## [WRITTEN TASK]
Quote all entries exactly, leaving pictures aside.

## [DATA PROVIDED]

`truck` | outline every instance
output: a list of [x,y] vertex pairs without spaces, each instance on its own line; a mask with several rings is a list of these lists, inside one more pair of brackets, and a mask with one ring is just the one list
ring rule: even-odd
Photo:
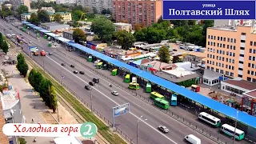
[[45,50],[40,51],[40,54],[41,54],[41,56],[46,56],[46,52],[45,52]]
[[38,55],[39,55],[39,54],[38,54],[38,51],[33,51],[33,54],[34,54],[34,56],[38,56]]

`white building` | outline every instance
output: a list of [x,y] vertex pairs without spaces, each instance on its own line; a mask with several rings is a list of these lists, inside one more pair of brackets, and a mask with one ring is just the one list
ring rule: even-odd
[[84,7],[95,7],[97,11],[100,13],[103,9],[110,9],[112,10],[112,0],[77,0],[77,5]]
[[56,0],[57,4],[64,4],[64,5],[72,5],[72,4],[76,4],[77,1],[76,0]]

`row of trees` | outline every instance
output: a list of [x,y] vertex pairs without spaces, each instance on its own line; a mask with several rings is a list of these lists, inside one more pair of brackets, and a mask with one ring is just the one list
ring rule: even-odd
[[30,70],[28,79],[34,90],[39,93],[46,106],[55,113],[57,110],[57,94],[51,82],[43,78],[42,74],[34,69]]
[[23,77],[26,77],[27,74],[27,70],[29,70],[29,66],[25,61],[25,58],[22,54],[19,54],[17,56],[18,63],[16,65],[16,68],[19,71],[20,74]]
[[2,50],[4,53],[6,54],[8,52],[9,46],[7,42],[5,40],[3,40],[2,33],[0,33],[0,48],[1,50]]

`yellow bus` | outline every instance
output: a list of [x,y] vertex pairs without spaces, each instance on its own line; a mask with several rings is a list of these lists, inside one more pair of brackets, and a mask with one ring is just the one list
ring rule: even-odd
[[160,98],[160,99],[165,100],[165,97],[163,95],[162,95],[162,94],[158,94],[158,93],[157,93],[155,91],[153,91],[153,92],[150,93],[150,98],[152,99]]

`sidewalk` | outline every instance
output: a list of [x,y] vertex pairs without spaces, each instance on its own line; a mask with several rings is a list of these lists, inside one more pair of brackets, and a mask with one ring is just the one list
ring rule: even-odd
[[[15,69],[15,66],[7,65],[4,67],[9,74],[11,74],[11,78],[9,78],[9,83],[19,91],[20,101],[22,105],[22,111],[26,118],[26,122],[31,122],[32,119],[35,122],[40,122],[42,124],[46,122],[42,117],[42,113],[47,111],[46,106],[41,101],[35,93],[31,92],[31,86],[24,80]],[[12,74],[13,72],[13,74]],[[34,105],[36,108],[34,108]],[[28,144],[34,143],[34,137],[25,137]],[[49,137],[38,137],[37,144],[51,144],[54,138]]]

## [FINAL RESULT]
`truck` | outline every instance
output: a list of [x,y] vertex pairs without spaces, each instance on its own line; a mask with several rings is a list of these lists, inside one more pair of brackets, and a mask with one ring is just the one list
ring rule: even-odd
Photo:
[[45,50],[40,51],[40,54],[41,54],[41,56],[46,56],[46,52],[45,52]]
[[38,55],[39,55],[39,54],[38,54],[38,51],[33,51],[33,54],[34,54],[34,56],[38,56]]

`white building` | outline every instance
output: a list of [x,y] vertex pairs without spaces, each instance on its own line; a mask with several rings is a list of these lists, inside one more pair of brackets, and a mask with one ring is just the one list
ring rule: even-odd
[[84,7],[95,7],[97,11],[100,13],[103,9],[110,9],[112,10],[112,0],[77,0],[77,5]]
[[56,0],[57,4],[64,4],[64,5],[72,5],[72,4],[76,4],[77,1],[76,0]]

`row of trees` | outline every instance
output: a list of [x,y] vertex pairs without spaces, each instance on its own line; a mask with several rings is a list of these lists, inside one more pair of brackets, and a mask with one ring is just the one list
ring rule: even-odd
[[30,70],[28,79],[34,90],[39,93],[46,106],[55,113],[57,110],[57,94],[51,82],[43,78],[42,74],[34,69]]
[[23,77],[26,77],[27,74],[27,70],[29,70],[29,66],[25,61],[25,58],[22,54],[19,54],[17,56],[18,63],[16,65],[16,68],[19,71],[20,74]]
[[2,50],[4,53],[6,54],[8,52],[9,46],[7,42],[5,40],[3,40],[2,33],[0,33],[0,48],[1,50]]

`yellow bus` | outline every instance
output: a list of [x,y] vertex pairs without spaces, each instance on its own line; a mask with several rings is a list of these lists, inside one more pair of brackets, and a mask with one ring is just the one list
ring rule: even-odd
[[160,98],[160,99],[165,100],[165,97],[163,95],[162,95],[162,94],[158,94],[158,93],[157,93],[155,91],[153,91],[153,92],[150,93],[150,98],[152,99]]

`sidewalk` | outline every instance
output: a list of [x,y] vertex pairs without spaces, each instance on its own line; a mask with several rings is a list of these lists, inside one more pair of brackets, and a mask with one ring is just the one list
ring rule: even-odd
[[[15,69],[15,66],[7,65],[4,67],[9,74],[11,74],[11,78],[9,78],[9,83],[19,91],[20,101],[22,105],[22,111],[26,118],[26,122],[31,122],[32,119],[35,122],[40,122],[42,124],[46,122],[42,117],[42,113],[47,111],[46,106],[41,101],[35,93],[31,92],[31,86],[24,80]],[[12,74],[13,72],[13,74]],[[34,105],[36,108],[34,108]],[[28,144],[34,143],[34,137],[25,137]],[[49,137],[38,137],[37,144],[51,144],[54,138]]]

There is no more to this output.